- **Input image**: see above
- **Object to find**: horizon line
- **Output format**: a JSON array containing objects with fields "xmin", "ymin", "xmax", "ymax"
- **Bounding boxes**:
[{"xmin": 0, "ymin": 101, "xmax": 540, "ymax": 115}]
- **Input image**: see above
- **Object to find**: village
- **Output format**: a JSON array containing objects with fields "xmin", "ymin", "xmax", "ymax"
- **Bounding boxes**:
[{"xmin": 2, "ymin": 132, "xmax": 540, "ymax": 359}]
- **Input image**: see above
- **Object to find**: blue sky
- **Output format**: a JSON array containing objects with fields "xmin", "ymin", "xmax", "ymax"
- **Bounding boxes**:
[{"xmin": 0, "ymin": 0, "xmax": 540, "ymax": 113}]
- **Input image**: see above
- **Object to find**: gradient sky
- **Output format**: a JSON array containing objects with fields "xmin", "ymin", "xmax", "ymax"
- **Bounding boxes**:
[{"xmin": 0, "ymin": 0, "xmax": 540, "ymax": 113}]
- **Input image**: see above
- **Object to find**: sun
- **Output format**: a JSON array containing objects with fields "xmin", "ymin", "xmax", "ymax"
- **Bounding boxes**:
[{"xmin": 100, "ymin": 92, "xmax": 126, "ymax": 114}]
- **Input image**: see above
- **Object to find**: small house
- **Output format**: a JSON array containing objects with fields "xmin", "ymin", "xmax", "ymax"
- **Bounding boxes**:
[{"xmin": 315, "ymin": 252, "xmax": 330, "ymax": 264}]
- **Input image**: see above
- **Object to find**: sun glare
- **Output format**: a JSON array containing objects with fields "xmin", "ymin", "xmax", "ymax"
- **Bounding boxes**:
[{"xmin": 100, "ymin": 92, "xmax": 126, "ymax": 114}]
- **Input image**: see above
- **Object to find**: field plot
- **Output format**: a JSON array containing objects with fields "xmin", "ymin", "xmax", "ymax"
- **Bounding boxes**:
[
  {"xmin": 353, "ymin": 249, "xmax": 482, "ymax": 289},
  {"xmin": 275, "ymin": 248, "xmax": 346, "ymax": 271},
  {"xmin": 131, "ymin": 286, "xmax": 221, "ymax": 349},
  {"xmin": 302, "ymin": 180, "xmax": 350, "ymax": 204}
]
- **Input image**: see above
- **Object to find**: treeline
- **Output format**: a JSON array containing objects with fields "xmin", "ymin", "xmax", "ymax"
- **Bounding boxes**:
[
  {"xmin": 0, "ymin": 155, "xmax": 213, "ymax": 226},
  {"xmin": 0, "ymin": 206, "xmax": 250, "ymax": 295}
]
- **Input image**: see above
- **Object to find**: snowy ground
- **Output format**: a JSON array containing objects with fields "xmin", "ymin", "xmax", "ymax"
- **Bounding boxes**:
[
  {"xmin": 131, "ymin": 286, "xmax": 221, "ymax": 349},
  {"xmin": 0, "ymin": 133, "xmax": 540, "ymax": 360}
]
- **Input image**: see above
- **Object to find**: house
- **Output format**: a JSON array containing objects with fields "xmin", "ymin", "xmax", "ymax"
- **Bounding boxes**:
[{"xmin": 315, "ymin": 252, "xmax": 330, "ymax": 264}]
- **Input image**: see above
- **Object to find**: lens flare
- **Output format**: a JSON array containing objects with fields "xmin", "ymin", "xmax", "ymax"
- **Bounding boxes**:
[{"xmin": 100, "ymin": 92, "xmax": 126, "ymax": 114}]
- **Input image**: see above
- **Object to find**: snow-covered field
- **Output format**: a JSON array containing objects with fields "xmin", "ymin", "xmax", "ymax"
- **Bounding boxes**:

+++

» **BRIEF**
Please pull out every line of the rows above that contains the word "house", matching case exactly.

» **WORKED SOLUTION**
- **Object to find**: small house
- **Object to find**: house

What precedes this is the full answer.